CONSIGNES »
(A) Répondez aux questions suivantes d'après le texte sur Victor Hugo et le théâtre :
(i) Quelles pièces en prose Hugo a-t-il écrites pour les scènes du boulevard ?
(ii) En quelle année le nouveau théâtre prend-il forme, et sous quel nom ?
(iii) Quel genre les femmes préfèrent-elles, selon la préface de Ruy Blas ?
(B) Traduisez en anglais cette phrase du texte sur Victor Hugo et le théâtre : « Victor Hugo doit fournir la pièce qui va inaugurer le nouveau lieu. »
(C) Présentez sous forme de liste les faits principaux du paragraphe commençant par « Il va donc saisir l'opportunité », dans le texte sur Victor Hugo et le théâtre.

Le rapport de Victor Hugo au théâtre, malgré la mythification triomphante de la création d'Hernani, n'a pas été facile. Il peine à s'imposer sur la scène de la Comédie Française, dont le public n'apprécie guère ses audaces, et il rencontre aussi des difficultés sur les scènes secondaires du boulevard. le public beaucoup plus populaire de ces dernières demande un théâtre moins ambitieux, le vers a beaucoup de mal à s'y imposer (d'où les pièces en prose écrites par Hugo, Lucrèce Borgia et Marie Tudor), les directeurs imposent des distributions qui ne conviennent pas à l'écrivain etc. D'où la rupture avec le Théâtre de la Porte Saint-Martin. Hugo exprime à un moment le désir d'un théâtre dont il serait le propriétaire et le maître absolu, pour créer les spectacles qui correspondent pleinement à ses aspirations artistiques et philosophiques.

Il va donc saisir l'opportunité de l'ouverture d'un nouvel théâtre. La monarchie de Juillet souhaite se rapprocher des artistes et intellectuels. Dumas est proche du duc d'Orléans, le fils de Louis-Philippe, et l'idée d'ouvrir une sorte de Comédie Française bis, consacrée aux nouveautés et non plus au théâtre de répertoire, pouvant accueillir le théâtre romantique, est défendue par de nombreux artistes. Elle prendra forme en 1838, ce sera le théâtre de la Renaissance. Victor Hugo doit fournir la pièce qui va inaugurer le nouveau lieu. Ce sera Ruy Blas, et dans la préface de la pièce, Hugo va expliciter sa conception du théâtre, et en particulier sa vision du public, ou plutôt des public.

Hogo en distingue trois. le premier est celui des penseurs, qui préfèrent la comédie, car ils recherchent l'étude des caractères, plaisir de l'esprit, ils souhaitent que l'auteur suscite une réflexion. Il y a ensuite les femmes, qui préfèrent la tragédie, basée sur la passion, car elles recherchent l'émotion, le plaisir du coeur. Enfin la foule souhaite être distraite, veut de l'action qui va lui procurer des sensations fortes, le théâtre est ici un amusement.

LISTING AFFICHÉ »
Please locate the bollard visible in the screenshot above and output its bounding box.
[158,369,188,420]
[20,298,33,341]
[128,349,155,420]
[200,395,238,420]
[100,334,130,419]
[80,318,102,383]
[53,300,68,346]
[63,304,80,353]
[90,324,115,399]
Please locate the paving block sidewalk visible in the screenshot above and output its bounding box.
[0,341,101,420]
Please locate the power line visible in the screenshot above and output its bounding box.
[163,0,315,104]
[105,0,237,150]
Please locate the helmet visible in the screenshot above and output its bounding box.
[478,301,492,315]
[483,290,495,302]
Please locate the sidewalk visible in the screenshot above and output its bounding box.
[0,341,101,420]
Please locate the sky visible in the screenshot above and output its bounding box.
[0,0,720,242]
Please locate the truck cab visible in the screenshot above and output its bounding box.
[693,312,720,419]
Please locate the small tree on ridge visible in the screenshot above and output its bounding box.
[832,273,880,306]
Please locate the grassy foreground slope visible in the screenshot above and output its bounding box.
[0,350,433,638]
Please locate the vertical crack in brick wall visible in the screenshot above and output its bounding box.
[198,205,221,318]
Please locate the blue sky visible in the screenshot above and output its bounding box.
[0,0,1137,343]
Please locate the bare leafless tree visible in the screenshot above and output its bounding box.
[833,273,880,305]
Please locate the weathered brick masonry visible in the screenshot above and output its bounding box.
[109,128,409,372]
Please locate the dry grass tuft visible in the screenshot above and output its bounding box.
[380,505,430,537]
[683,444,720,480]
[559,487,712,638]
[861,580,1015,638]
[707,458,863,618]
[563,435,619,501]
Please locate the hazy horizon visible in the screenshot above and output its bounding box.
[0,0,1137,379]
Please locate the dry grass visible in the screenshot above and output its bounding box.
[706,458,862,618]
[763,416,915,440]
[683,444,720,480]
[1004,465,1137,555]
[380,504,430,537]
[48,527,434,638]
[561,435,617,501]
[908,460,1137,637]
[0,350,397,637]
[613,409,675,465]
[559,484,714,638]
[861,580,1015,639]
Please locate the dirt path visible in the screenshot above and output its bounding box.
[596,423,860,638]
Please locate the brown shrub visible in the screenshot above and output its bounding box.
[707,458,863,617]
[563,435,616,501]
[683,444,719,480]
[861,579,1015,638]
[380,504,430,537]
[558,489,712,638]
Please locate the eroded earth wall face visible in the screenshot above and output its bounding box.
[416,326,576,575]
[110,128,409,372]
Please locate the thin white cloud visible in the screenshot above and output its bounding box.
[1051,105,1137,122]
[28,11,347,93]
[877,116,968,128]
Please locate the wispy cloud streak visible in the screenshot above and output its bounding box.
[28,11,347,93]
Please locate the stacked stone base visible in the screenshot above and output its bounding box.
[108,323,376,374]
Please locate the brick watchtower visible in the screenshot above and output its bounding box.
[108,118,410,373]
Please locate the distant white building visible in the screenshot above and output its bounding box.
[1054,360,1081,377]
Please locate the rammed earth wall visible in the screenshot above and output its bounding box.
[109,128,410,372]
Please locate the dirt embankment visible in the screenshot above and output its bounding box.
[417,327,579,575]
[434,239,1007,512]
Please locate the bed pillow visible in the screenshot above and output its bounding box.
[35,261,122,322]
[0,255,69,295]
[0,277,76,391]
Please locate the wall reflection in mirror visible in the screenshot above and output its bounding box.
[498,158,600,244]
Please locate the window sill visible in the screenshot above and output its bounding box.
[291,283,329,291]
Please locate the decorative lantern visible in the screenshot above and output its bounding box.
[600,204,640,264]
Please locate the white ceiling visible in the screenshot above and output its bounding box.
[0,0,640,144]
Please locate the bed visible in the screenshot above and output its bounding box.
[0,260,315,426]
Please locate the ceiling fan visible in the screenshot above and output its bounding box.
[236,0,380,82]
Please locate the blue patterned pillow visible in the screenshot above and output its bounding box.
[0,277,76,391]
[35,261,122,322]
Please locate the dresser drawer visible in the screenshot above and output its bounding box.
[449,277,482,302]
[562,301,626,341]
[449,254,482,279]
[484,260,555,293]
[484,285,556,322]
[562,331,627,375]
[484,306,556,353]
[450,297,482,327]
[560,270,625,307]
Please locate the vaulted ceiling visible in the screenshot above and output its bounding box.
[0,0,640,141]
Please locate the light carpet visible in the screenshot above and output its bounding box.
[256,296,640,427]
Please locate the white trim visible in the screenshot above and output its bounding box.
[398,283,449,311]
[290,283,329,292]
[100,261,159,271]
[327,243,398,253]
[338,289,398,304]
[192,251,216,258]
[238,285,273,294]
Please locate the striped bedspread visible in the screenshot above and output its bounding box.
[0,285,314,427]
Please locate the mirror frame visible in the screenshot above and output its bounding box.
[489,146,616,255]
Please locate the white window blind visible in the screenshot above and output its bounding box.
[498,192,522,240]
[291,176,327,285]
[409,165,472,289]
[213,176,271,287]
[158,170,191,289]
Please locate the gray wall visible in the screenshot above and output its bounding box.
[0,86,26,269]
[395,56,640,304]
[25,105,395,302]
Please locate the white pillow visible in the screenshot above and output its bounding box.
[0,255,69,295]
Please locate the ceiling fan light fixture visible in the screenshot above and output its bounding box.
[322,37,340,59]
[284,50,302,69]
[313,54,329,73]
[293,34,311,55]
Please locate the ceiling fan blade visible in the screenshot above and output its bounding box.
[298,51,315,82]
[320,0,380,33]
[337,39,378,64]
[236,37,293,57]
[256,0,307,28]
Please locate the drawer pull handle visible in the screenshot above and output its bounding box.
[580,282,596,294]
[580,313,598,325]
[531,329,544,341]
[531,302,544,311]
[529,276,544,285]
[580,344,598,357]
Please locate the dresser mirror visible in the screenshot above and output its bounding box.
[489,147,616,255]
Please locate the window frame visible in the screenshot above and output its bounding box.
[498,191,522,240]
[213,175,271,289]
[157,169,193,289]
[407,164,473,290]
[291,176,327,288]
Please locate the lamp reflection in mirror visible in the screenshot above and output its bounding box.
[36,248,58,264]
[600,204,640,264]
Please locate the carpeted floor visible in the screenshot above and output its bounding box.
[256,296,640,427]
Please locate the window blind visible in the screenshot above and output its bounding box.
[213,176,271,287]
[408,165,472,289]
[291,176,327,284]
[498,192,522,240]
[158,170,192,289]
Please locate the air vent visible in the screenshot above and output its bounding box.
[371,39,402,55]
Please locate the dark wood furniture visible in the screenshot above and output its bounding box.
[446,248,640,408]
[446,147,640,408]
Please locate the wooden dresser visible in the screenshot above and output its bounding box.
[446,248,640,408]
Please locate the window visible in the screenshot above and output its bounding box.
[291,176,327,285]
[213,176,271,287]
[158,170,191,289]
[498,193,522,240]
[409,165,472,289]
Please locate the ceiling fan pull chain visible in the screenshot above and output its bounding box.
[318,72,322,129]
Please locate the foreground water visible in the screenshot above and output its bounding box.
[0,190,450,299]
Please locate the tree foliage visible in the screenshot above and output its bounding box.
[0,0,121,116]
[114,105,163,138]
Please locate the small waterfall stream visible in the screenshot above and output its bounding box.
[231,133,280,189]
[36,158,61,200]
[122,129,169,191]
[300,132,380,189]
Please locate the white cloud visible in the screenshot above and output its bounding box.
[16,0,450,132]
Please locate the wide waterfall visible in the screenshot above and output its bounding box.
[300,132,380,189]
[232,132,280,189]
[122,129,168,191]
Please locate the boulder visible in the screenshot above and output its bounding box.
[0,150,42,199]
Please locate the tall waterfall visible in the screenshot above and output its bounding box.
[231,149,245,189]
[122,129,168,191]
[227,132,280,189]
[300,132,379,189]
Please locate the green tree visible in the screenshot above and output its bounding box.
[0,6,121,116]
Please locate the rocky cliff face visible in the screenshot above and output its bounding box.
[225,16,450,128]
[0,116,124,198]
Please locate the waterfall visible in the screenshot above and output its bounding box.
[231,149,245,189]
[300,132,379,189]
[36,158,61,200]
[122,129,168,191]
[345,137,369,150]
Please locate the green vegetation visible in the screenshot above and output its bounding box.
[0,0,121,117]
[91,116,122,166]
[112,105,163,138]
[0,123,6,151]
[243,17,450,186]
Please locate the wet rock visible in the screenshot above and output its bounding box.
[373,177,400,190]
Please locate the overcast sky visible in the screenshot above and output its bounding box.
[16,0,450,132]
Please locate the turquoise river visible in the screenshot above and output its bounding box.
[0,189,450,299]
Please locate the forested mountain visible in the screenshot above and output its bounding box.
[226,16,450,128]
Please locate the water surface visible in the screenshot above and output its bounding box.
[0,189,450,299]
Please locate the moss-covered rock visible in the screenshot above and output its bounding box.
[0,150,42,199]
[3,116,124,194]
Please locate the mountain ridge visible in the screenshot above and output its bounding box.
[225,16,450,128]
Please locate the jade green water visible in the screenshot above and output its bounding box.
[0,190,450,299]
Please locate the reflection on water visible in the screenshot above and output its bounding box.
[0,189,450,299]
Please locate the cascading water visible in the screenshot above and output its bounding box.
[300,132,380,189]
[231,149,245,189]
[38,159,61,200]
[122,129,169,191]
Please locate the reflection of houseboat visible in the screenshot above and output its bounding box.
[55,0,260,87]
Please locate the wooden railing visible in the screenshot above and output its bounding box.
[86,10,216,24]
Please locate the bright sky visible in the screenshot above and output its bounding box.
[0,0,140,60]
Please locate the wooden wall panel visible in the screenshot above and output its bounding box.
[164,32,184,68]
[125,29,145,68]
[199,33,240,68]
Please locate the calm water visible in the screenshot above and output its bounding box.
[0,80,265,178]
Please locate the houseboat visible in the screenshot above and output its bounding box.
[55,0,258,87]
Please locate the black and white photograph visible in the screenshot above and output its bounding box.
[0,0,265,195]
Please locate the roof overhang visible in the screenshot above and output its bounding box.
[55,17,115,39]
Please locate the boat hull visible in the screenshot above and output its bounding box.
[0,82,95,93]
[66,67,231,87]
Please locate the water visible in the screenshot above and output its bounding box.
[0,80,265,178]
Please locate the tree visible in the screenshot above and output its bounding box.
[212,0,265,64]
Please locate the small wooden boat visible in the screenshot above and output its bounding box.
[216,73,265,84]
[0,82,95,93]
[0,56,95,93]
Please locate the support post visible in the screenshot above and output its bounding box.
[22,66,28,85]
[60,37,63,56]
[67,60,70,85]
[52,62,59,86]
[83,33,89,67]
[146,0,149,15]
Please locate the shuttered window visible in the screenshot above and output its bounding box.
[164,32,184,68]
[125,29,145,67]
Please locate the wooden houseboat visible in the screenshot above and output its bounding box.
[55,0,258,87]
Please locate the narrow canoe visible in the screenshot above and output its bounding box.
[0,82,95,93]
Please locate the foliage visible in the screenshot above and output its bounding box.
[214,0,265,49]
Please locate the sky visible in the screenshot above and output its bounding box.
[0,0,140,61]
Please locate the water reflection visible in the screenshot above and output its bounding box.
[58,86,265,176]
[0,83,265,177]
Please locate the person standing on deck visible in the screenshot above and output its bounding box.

CORRIGÉS »
(A)
(i) Lucrèce Borgia et Marie Tudor.
(ii) En 1838, sous le nom de théâtre de la Renaissance.
(iii) La tragédie.

(B) Victor Hugo is to provide the play that will inaugurate the new venue.

(C)
- Hugo saisit l'occasion de l'ouverture d'un nouveau théâtre.
- La monarchie de Juillet cherche à se rapprocher des artistes et des intellectuels.
- Dumas est proche du duc d'Orléans, fils de Louis-Philippe.
- De nombreux artistes défendent l'idée d'une Comédie Française bis, consacrée aux nouveautés et ouverte au théâtre romantique.
- Ce projet aboutit en 1838 : c'est le théâtre de la Renaissance.
- Hugo fournit la pièce inaugurale, Ruy Blas.
- Dans la préface de cette pièce, il expose sa conception du théâtre et sa vision des publics.